Directions for this task
Could you transcribe the listing below verbatim, from its first line up to and including the line that contains "163L277 168L282 168L285"?

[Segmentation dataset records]
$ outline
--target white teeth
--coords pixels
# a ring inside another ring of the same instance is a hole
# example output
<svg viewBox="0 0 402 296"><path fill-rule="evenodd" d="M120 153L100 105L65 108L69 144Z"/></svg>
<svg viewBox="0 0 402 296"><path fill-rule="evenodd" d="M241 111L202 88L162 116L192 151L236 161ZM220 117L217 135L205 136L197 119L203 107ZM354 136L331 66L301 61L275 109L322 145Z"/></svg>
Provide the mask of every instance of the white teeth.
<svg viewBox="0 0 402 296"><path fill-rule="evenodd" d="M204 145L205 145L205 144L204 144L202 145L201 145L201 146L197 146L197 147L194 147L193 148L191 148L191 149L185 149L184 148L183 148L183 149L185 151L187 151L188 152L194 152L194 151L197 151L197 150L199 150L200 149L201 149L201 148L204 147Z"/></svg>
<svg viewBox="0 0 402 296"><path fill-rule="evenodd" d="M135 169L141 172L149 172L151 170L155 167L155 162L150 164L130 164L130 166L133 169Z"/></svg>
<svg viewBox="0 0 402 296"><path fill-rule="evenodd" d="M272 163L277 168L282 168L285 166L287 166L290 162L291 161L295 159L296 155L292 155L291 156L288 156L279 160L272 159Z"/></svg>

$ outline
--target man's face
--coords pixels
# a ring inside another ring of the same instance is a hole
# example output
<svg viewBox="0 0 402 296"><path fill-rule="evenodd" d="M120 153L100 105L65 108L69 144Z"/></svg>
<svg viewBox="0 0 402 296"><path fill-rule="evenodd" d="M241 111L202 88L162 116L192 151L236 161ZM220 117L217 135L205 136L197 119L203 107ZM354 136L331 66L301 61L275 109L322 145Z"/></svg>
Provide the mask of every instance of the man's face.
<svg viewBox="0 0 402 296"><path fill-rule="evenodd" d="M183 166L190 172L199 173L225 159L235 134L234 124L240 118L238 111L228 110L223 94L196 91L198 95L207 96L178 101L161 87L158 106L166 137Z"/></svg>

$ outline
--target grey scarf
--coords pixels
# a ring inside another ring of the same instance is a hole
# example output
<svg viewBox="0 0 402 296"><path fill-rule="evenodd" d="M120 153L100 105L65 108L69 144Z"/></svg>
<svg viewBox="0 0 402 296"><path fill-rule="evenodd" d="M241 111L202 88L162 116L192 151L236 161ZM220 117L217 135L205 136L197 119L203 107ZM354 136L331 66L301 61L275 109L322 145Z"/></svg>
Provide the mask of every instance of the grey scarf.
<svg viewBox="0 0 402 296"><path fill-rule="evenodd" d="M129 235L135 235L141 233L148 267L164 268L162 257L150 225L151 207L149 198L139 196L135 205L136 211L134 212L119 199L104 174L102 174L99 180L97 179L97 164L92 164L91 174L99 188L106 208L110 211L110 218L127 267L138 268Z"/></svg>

Answer to the exercise
$ outline
--target white teeth
--coords pixels
# a ring inside another ring of the same instance is a hole
# example output
<svg viewBox="0 0 402 296"><path fill-rule="evenodd" d="M120 153L100 105L65 108L69 144Z"/></svg>
<svg viewBox="0 0 402 296"><path fill-rule="evenodd" d="M241 111L202 88L162 116L192 151L236 161ZM220 117L217 135L205 136L197 119L203 107ZM354 136L331 66L301 61L275 109L322 145Z"/></svg>
Provide the mask of every instance of the white teeth.
<svg viewBox="0 0 402 296"><path fill-rule="evenodd" d="M204 145L205 145L205 144L204 144L202 145L201 145L201 146L197 146L197 147L194 147L193 148L191 148L191 149L185 149L184 148L183 148L183 149L185 151L187 151L188 152L194 152L194 151L197 151L197 150L199 150L200 149L201 149L201 148L204 147Z"/></svg>
<svg viewBox="0 0 402 296"><path fill-rule="evenodd" d="M135 169L141 172L149 172L151 170L155 167L155 162L150 164L130 164L130 166L133 169Z"/></svg>
<svg viewBox="0 0 402 296"><path fill-rule="evenodd" d="M272 163L277 168L282 168L285 166L287 166L290 162L291 161L295 159L296 155L292 155L291 156L288 156L279 160L272 159Z"/></svg>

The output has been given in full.